▸ **ПРЕДЛОЖЕННЫЙ ОТРЫВОК**:
Но не будем забегать вперед.
В армию Казакевича не взяли - у него был белый билет по зрению.
Однако летом 1941 года он ушел в московское ополчение, где
известного к тому времени переводчика и публициста зачислили в
знаменитую "писательскую роту". Там воевало множество писателей, в
частности, автор "Красных дьяволят" Павел Бляхин.
Оттуда Эммануил Казакевич позже перевелся в войсковую разведку.
Помогло свободное владение немецким языком и то, что ополченец
Казакевич взял у приятеля очки с гораздо менее толстыми линзами -
зрение на медкомиссии в полевых условиях определяли по стеклам
очков. В разведке он и служил всю войну, пройдя путь от рядового
разведчика до начальника разведотдела дивизии и помощника
начальника разведотдела 47-й армии. Был награжден медалью "За
отвагу", орденом Отечественной войны II степени (1944 г.) и двумя
орденами Красной Звезды (1944 и 1945 гг.).

▸ **ОПИСАНИЕ ЗАДАНИЯ**:
Пожалуйста, выведите из отрывка дословно фрагмент между словами «Однако летом 1941» и «в войсковую разведку.» включительно. Материал для работы не понадобится.

▸ **ПРЕДОСТАВЛЕННЫЙ МАТЕРИАЛ**:
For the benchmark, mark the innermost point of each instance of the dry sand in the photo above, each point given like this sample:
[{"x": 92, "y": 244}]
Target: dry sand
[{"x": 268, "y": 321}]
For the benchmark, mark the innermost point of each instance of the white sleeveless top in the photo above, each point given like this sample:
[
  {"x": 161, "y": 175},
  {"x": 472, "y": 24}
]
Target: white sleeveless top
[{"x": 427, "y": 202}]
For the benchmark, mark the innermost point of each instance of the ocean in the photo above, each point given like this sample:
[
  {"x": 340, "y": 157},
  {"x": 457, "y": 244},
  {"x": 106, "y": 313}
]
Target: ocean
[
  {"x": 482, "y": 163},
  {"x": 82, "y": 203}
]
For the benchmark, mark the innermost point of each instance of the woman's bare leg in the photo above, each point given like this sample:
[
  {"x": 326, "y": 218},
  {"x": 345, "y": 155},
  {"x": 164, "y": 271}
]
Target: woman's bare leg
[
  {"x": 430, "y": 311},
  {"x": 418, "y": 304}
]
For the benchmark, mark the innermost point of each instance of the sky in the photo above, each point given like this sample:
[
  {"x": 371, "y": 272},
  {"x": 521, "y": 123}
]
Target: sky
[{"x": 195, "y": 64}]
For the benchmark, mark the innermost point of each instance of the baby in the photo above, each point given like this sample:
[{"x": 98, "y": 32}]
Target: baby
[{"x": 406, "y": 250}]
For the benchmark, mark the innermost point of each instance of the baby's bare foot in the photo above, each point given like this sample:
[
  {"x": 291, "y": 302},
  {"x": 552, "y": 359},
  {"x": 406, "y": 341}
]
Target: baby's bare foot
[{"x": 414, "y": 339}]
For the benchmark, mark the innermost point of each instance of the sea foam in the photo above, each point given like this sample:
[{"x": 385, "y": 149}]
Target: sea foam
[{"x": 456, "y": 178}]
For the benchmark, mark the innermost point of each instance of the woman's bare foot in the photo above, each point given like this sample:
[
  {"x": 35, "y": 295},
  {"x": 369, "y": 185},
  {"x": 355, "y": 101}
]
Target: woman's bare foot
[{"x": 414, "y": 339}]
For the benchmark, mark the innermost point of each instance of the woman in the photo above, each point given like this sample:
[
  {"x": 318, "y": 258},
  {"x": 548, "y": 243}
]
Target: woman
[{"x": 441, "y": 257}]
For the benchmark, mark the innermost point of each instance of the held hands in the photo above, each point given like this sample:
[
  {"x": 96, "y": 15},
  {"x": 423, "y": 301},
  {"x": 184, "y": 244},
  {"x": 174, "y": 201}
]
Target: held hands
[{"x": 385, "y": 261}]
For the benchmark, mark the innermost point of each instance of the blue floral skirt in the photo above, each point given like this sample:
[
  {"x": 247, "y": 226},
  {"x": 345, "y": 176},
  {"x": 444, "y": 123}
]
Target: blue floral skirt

▸ **ВАШ ОТВЕТ**:
Однако летом 1941 года он ушел в московское ополчение, где
известного к тому времени переводчика и публициста зачислили в
знаменитую "писательскую роту". Там воевало множество писателей, в
частности, автор "Красных дьяволят" Павел Бляхин.
Оттуда Эммануил Казакевич позже перевелся в войсковую разведку.